• What to work on: Find the word "jacket" in the listing; pull out each line holding it.

• Extracted data:
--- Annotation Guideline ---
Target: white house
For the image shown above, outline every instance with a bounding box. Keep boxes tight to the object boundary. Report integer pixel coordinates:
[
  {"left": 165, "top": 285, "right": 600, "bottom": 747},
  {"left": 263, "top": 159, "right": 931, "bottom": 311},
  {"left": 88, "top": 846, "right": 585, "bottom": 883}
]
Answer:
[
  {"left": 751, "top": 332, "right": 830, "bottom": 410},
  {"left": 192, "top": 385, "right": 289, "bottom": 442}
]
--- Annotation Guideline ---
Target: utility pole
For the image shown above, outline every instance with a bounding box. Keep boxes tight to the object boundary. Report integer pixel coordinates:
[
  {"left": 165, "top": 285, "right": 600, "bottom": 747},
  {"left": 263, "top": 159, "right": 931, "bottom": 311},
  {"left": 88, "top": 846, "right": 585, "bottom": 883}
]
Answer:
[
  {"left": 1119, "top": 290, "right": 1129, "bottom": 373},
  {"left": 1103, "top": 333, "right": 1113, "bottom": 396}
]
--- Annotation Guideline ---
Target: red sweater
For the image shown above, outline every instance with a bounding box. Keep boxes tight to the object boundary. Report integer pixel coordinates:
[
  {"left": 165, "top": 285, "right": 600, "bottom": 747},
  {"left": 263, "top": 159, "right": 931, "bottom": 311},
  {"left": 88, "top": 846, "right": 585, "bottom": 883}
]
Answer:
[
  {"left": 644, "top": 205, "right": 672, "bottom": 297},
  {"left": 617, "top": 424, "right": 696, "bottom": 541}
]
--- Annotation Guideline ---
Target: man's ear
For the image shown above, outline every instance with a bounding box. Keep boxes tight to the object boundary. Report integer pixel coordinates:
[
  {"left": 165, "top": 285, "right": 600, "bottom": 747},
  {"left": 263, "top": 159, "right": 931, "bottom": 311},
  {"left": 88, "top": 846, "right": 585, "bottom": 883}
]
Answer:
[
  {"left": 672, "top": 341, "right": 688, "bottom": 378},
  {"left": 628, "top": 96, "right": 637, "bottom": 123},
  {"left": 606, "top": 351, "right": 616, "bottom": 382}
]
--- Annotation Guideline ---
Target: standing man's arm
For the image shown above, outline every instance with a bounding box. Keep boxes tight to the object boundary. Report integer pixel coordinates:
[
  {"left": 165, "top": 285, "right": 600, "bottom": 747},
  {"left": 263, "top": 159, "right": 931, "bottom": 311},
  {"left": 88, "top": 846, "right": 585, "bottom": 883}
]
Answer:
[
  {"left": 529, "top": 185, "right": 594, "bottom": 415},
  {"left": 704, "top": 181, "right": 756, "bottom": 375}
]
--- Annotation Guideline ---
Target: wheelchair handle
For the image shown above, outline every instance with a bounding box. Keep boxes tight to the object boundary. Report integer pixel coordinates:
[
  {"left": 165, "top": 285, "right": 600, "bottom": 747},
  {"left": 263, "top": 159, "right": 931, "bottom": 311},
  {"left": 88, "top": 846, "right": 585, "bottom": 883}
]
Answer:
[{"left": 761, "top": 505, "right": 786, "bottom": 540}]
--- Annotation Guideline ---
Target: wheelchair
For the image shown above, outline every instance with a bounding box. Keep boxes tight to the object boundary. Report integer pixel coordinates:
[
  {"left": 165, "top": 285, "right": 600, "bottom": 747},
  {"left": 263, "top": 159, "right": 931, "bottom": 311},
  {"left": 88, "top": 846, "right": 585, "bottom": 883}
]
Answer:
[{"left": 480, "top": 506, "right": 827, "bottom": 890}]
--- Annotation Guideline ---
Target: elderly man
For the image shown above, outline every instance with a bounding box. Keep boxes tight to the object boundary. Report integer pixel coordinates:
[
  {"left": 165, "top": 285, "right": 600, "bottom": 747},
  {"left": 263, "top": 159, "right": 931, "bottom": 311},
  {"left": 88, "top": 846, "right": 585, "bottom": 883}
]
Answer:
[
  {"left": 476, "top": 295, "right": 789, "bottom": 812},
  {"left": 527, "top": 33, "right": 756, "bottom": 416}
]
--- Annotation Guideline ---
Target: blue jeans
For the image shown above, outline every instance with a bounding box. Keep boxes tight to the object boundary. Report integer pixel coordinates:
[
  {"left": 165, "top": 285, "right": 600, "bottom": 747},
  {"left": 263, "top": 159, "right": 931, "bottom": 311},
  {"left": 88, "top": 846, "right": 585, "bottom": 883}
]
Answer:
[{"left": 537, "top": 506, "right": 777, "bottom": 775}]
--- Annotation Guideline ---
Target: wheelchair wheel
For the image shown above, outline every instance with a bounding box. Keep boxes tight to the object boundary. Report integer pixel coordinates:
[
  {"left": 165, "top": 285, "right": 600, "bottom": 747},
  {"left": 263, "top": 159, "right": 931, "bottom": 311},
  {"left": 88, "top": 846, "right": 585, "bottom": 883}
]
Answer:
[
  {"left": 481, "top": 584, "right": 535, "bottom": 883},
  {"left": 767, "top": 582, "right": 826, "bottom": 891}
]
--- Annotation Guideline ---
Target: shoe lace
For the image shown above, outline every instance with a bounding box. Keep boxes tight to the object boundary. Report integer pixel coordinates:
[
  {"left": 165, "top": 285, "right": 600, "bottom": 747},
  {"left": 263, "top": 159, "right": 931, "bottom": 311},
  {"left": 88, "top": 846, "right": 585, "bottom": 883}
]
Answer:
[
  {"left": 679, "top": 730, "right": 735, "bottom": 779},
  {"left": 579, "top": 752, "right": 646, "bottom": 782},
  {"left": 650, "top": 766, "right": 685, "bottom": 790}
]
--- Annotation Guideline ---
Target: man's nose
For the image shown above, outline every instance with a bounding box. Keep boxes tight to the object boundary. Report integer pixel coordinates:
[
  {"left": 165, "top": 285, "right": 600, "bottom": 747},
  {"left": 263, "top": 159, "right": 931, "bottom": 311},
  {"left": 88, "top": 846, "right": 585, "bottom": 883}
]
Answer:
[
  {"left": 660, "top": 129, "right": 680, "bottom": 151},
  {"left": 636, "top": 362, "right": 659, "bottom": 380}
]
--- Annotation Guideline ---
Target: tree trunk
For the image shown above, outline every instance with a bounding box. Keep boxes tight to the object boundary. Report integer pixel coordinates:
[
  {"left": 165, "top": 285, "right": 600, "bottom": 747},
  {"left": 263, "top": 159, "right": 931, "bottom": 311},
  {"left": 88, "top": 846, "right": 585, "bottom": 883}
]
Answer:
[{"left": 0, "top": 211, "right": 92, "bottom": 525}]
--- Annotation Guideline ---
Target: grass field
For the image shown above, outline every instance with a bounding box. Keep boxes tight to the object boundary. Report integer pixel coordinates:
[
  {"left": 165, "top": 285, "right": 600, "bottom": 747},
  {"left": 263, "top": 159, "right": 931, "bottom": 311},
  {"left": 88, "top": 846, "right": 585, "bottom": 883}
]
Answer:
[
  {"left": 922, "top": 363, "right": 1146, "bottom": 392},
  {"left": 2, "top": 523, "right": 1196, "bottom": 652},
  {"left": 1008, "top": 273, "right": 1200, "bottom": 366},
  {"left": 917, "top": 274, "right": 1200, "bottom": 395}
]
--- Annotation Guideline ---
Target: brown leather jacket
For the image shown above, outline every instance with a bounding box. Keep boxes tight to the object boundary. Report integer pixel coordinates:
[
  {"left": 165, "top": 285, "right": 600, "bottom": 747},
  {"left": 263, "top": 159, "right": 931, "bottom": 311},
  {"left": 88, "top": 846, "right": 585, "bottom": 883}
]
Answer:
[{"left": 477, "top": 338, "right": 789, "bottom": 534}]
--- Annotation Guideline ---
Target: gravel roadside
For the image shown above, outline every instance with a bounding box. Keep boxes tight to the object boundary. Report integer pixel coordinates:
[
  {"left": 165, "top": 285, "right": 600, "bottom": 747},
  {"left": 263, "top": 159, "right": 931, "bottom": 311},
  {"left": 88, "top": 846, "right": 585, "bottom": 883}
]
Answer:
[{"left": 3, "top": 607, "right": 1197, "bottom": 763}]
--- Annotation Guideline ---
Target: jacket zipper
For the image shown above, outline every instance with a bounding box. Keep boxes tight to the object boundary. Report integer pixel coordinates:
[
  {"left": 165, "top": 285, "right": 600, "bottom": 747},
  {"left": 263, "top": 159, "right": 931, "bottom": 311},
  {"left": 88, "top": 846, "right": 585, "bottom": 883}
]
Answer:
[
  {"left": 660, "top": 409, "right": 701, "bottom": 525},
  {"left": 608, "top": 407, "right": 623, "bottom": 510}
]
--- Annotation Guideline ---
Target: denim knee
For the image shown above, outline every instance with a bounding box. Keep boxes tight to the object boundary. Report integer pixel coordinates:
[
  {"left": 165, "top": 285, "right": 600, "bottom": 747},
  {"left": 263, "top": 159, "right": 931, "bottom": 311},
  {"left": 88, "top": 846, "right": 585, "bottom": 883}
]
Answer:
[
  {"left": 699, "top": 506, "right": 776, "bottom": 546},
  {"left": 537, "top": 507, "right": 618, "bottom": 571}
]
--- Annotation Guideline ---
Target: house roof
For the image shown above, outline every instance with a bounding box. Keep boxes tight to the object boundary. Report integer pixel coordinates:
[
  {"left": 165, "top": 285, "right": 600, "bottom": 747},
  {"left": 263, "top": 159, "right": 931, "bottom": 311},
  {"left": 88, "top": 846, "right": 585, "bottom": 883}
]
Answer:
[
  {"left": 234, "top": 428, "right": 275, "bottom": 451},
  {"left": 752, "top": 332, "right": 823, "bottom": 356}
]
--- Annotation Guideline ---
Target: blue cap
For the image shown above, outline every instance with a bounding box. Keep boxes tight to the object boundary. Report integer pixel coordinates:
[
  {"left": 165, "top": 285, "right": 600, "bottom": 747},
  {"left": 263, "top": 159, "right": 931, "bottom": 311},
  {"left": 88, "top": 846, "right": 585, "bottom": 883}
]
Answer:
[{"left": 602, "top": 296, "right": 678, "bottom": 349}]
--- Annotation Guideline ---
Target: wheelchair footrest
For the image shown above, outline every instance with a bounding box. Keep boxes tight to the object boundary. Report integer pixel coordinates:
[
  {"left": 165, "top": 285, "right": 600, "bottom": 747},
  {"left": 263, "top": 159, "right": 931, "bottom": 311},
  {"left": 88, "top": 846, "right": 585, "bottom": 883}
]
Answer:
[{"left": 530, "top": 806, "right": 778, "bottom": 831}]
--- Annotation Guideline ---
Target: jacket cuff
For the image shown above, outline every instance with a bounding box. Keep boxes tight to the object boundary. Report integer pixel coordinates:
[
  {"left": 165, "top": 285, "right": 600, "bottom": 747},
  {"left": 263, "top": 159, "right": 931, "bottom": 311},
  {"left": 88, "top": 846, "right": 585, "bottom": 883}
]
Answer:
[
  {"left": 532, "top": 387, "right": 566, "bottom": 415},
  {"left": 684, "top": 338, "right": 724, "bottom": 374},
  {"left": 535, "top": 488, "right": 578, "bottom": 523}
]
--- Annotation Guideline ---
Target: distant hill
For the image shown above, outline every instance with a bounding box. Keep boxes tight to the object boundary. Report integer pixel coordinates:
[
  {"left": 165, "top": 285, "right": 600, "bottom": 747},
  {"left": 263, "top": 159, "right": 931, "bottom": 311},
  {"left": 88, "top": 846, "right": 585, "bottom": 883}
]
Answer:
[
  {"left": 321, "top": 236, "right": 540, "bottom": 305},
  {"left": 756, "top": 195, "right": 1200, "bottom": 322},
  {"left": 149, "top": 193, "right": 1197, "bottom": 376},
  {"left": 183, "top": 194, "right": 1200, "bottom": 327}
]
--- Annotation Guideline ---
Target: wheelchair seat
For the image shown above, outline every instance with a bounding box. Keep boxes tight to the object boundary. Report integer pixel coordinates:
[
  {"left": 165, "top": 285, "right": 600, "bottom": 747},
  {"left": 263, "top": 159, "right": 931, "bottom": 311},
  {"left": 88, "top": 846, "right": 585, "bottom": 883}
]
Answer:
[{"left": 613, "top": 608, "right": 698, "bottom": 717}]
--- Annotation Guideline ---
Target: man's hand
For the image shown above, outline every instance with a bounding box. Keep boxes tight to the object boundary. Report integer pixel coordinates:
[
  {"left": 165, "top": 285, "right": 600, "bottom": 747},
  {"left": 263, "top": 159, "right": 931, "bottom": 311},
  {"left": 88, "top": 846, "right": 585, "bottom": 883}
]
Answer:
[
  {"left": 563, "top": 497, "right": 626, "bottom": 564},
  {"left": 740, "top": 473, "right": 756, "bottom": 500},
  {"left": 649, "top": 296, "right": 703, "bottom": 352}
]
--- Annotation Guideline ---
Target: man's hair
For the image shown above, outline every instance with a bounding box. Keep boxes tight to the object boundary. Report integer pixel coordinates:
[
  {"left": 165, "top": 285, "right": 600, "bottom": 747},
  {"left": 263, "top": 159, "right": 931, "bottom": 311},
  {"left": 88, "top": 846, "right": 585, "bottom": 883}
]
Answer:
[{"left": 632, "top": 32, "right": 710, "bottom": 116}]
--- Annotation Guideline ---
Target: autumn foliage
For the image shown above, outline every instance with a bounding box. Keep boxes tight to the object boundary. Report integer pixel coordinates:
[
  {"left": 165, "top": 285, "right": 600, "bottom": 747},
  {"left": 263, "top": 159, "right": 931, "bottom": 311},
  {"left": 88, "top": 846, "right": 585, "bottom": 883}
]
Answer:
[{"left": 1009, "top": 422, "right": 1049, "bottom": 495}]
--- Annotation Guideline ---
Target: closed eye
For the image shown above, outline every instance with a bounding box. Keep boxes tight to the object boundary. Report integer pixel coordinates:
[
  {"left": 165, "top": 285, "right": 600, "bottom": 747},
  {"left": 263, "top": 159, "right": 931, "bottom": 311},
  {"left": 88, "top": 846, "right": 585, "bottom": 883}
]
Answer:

• Result for this exercise:
Target: brown leather jacket
Target: jacket zipper
Target: jacket cuff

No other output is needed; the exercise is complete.